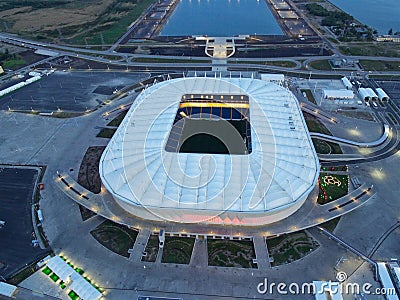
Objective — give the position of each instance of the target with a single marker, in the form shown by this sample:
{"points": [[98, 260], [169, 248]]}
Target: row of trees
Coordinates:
{"points": [[331, 18]]}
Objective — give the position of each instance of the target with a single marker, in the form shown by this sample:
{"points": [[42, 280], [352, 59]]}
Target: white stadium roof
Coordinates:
{"points": [[278, 174]]}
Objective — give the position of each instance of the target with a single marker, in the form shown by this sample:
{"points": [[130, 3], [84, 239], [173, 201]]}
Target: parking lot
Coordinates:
{"points": [[16, 189], [69, 91]]}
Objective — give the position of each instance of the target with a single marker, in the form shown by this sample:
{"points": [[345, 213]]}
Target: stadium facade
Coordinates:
{"points": [[211, 150]]}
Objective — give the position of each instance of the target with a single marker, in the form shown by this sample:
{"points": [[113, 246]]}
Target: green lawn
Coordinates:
{"points": [[290, 247], [115, 237], [177, 250], [280, 63], [321, 65], [115, 30], [381, 65], [228, 253], [369, 49], [332, 187], [170, 60]]}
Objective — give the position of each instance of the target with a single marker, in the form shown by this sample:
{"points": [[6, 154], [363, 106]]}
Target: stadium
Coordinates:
{"points": [[211, 150]]}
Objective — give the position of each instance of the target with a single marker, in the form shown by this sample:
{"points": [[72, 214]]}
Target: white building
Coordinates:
{"points": [[347, 84], [338, 94], [382, 94], [267, 184]]}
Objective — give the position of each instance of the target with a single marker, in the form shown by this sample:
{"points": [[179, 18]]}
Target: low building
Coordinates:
{"points": [[338, 94]]}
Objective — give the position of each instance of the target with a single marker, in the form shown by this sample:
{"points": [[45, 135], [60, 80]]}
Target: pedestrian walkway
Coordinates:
•••
# Описание задания
Выберите из приведенных выше записей все строки, в которых встречается слово "white", и перепишите их.

# Решение задания
Target: white stadium roof
Target: white building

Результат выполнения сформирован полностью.